## Given exercise
Reproduce the stretch of rows below from the line containing "orange placemat occupies." through the line containing "[903,485,981,551]", word for word and including both of those lines.

## Data extract

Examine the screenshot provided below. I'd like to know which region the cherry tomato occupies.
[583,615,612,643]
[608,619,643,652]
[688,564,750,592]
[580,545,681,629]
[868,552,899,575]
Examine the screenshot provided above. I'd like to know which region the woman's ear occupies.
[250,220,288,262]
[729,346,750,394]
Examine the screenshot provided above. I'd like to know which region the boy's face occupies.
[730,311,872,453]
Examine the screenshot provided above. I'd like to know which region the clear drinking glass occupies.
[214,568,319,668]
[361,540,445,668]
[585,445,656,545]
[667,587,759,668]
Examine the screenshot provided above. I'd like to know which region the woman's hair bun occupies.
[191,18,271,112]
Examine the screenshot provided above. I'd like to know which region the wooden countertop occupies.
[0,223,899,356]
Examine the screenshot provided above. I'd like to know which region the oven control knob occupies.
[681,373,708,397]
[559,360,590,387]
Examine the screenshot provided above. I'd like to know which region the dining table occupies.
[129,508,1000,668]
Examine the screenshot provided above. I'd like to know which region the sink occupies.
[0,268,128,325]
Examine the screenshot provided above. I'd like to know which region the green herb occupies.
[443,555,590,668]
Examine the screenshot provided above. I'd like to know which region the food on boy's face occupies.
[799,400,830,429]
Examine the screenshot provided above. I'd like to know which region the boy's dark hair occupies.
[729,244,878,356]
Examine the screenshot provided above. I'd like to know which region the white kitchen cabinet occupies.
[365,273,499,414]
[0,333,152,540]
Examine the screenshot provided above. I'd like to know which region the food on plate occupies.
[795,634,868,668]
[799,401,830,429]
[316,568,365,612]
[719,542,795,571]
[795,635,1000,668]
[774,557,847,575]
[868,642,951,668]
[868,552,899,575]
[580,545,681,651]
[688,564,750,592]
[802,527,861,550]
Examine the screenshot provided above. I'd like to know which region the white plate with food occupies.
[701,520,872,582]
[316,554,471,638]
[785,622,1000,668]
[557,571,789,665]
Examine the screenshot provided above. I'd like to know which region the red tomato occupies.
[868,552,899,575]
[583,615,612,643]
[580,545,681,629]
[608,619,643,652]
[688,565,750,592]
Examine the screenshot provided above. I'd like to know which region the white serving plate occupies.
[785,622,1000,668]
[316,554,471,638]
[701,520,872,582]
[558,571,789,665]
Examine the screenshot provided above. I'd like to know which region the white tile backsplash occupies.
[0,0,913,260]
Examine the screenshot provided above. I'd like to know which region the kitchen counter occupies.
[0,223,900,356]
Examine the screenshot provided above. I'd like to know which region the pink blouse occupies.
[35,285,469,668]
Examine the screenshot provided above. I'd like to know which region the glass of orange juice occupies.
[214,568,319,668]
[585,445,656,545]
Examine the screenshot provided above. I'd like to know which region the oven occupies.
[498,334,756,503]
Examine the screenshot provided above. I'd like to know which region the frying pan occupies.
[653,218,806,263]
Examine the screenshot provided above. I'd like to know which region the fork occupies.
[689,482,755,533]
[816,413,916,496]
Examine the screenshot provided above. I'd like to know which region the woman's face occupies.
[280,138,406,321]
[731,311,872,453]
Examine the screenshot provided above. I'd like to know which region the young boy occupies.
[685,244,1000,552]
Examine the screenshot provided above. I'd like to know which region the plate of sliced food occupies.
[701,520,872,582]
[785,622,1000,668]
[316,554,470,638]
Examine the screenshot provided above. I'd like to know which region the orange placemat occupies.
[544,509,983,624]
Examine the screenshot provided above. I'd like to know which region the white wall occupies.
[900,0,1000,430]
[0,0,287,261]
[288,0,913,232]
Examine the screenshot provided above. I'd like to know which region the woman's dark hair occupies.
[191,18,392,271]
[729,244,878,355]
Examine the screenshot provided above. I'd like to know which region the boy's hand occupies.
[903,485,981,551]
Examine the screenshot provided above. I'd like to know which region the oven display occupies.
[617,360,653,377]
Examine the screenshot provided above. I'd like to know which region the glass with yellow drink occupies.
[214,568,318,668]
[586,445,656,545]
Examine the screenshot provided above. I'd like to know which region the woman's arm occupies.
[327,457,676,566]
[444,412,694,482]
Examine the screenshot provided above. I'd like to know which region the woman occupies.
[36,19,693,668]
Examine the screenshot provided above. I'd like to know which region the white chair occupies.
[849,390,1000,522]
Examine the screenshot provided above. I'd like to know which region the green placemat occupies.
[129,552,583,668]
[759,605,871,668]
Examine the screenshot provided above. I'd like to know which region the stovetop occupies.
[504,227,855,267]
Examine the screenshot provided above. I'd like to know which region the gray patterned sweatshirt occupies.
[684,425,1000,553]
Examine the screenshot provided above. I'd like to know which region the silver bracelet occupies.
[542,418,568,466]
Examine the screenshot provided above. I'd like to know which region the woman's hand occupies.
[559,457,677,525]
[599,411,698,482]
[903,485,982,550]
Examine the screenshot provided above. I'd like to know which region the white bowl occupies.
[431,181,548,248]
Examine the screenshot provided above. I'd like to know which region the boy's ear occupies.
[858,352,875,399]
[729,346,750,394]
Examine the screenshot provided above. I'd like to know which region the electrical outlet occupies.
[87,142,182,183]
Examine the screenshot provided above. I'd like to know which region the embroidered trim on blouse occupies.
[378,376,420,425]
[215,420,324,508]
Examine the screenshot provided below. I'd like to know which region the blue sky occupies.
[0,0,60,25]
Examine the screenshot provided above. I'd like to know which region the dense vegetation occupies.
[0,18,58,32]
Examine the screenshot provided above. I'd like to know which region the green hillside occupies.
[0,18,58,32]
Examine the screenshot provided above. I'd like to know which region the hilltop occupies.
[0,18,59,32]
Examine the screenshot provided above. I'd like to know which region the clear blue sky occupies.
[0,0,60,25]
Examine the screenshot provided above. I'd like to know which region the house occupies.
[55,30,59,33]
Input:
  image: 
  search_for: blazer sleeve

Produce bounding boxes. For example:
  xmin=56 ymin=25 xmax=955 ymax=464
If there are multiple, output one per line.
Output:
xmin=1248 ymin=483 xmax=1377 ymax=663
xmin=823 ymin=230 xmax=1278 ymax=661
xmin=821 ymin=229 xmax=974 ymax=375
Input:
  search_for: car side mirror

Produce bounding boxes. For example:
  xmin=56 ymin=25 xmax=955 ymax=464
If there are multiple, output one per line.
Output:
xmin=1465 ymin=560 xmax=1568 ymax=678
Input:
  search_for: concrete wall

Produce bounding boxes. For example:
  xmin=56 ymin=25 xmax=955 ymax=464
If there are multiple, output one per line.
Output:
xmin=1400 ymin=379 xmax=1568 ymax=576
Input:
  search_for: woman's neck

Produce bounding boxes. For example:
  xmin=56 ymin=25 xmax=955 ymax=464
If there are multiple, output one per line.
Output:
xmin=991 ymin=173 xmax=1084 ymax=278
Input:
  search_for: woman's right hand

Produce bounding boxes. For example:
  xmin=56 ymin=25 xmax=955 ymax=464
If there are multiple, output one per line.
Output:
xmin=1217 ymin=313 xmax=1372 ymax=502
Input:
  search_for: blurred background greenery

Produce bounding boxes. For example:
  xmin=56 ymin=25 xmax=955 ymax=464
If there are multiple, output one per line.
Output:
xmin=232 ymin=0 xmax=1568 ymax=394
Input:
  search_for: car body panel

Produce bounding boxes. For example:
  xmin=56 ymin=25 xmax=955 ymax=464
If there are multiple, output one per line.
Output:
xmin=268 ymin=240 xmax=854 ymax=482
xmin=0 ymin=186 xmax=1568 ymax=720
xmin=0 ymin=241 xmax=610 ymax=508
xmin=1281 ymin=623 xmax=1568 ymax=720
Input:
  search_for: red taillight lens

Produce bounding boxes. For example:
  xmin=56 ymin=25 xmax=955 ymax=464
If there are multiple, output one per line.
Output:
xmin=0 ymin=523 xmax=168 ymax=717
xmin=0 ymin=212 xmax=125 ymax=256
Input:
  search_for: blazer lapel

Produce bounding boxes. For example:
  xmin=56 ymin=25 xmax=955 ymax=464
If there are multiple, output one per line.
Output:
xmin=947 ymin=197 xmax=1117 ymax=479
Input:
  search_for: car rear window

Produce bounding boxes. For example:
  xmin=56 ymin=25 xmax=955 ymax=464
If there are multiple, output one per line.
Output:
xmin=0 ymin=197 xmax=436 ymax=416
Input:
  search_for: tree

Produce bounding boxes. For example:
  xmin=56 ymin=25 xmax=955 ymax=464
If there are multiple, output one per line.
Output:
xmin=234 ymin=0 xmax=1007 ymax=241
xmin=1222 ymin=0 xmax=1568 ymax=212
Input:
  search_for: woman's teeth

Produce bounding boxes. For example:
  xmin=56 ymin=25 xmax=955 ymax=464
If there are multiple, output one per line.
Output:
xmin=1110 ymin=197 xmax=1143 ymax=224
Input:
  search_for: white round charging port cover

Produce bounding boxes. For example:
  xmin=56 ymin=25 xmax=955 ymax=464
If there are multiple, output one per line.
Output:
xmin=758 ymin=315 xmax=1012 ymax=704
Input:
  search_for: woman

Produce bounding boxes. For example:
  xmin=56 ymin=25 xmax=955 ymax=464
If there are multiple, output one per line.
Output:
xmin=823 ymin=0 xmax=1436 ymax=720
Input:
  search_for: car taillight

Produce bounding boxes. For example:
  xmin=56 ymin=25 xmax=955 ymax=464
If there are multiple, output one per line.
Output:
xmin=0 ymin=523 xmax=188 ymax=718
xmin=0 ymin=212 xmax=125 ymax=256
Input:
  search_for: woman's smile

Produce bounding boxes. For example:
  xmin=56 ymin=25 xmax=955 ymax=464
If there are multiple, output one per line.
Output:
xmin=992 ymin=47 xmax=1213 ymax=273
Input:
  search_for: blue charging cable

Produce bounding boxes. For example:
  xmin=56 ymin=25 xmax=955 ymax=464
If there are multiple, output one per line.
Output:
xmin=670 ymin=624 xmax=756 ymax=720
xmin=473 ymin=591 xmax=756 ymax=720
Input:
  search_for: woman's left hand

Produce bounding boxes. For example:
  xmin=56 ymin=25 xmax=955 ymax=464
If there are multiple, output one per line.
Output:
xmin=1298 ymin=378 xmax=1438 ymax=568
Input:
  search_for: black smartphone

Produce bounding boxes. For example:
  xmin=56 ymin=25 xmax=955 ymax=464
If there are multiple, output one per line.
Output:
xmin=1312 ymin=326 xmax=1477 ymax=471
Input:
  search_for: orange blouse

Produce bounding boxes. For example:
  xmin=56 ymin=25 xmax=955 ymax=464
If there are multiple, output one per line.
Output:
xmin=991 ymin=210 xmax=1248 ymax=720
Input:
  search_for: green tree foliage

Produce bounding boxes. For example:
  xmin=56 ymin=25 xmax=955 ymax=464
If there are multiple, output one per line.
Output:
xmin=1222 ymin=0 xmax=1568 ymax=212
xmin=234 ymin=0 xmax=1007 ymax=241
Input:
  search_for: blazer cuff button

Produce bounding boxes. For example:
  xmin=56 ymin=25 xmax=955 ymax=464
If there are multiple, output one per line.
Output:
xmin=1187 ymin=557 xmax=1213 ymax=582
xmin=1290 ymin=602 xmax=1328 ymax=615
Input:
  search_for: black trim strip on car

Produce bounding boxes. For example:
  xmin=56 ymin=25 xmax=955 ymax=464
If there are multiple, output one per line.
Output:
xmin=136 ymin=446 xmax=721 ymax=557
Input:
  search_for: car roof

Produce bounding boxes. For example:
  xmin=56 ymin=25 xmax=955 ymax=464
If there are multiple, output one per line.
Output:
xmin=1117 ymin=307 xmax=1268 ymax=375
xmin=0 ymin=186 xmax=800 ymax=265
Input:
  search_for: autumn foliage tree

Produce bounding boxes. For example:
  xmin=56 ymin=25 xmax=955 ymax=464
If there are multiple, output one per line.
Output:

## Result of this exercise
Examine the screenshot provided above. I'd like to know which region the orange placemat occupies.
[544,509,983,624]
Examine the screenshot provided above. I'd like to know which region the white wall occupies.
[900,0,1000,430]
[0,0,287,261]
[288,0,913,232]
Examine the screenshot provided above. I'd like to know which region the woman's dark hair occupies.
[191,18,392,271]
[729,244,878,355]
Examine the screenshot provided above. I'd like to know which region the boy's hand occupies.
[903,485,981,551]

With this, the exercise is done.